To do:
Reproduce the entries in full, with no changes.

Record list:

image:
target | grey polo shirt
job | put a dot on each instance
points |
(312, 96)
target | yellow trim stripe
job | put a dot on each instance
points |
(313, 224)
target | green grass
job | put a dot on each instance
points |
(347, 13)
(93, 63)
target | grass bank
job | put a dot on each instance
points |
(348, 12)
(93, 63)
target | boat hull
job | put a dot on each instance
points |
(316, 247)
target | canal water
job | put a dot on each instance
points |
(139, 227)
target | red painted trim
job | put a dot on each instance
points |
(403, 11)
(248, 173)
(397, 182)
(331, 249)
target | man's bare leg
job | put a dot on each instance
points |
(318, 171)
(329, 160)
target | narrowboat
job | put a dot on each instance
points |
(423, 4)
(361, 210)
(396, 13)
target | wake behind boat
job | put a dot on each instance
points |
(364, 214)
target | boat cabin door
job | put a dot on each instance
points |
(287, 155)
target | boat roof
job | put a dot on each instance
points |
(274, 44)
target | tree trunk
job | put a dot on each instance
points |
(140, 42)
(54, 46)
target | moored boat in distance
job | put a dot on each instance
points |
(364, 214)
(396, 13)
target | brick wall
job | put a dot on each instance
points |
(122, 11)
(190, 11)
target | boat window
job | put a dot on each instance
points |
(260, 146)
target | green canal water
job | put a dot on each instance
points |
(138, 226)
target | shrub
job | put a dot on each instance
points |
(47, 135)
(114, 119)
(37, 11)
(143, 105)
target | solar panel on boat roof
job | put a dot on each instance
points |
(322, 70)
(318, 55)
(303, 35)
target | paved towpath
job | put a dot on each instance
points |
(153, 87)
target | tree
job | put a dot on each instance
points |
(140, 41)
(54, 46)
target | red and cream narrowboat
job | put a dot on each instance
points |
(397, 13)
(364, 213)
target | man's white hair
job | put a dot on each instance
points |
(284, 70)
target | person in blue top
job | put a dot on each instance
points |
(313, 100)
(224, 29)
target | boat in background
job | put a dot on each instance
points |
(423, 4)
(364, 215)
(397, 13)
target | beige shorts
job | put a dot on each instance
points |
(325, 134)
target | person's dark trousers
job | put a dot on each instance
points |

Task response:
image:
target | grey polo shirt
job | put a dot on each instance
points |
(312, 96)
target | yellow trim stripe
job | put a dot on each instance
points |
(313, 224)
target | green grass
job | put a dot on each instance
points |
(347, 13)
(93, 63)
target | grass bank
job | put a dot on each instance
points |
(348, 12)
(93, 63)
target | boat hull
job | put a dot on each instance
points |
(316, 247)
target | canal water
job | put a dot on each instance
points |
(139, 227)
target | red painted trim
job | put a dot on each instance
points |
(403, 11)
(248, 173)
(397, 182)
(331, 249)
target | man's bare leg
job | put a dot on each instance
points |
(318, 171)
(329, 160)
target | narrowboat
job | put a dot on each instance
points |
(423, 4)
(361, 210)
(396, 13)
target | wake behind boat
job | put a dot on each instance
points |
(364, 214)
target | boat cabin door
job | put a dot on each instance
points |
(287, 155)
target | boat roof
job | put a dot on each instance
points |
(274, 44)
target | tree trunk
job | put a dot on each instance
points |
(140, 42)
(54, 46)
target | moored boat in distance
job | put a dot on each instance
points |
(364, 214)
(396, 13)
target | brick wall
job | put a dot on each instance
points |
(122, 11)
(190, 11)
target | boat window
job | put a dot on each instance
points |
(260, 146)
target | green canal water
job | put a dot on each instance
points |
(138, 226)
target | shrub
job | put a dot on each instance
points |
(47, 135)
(114, 119)
(37, 11)
(143, 105)
target | solar panel on boat roof
job | put a dot on each instance
points |
(322, 70)
(318, 55)
(303, 35)
target | paved towpath
job | put a dot on each instance
points |
(153, 87)
target | tree
job | put a dot on each instance
points |
(140, 41)
(54, 46)
target | red and cream narrowboat
job | put a dot on each instance
points |
(397, 13)
(364, 213)
target | man's white hair
job | put a dot on each instance
points |
(284, 70)
target | person in blue top
job | put a dot on each instance
points |
(313, 100)
(224, 29)
target | boat in background
job | put a dot on each instance
points |
(423, 4)
(364, 215)
(397, 13)
target | beige shorts
job | put a dot on each instance
points |
(325, 134)
target | person's dark trousers
job | put a dot on each instance
points |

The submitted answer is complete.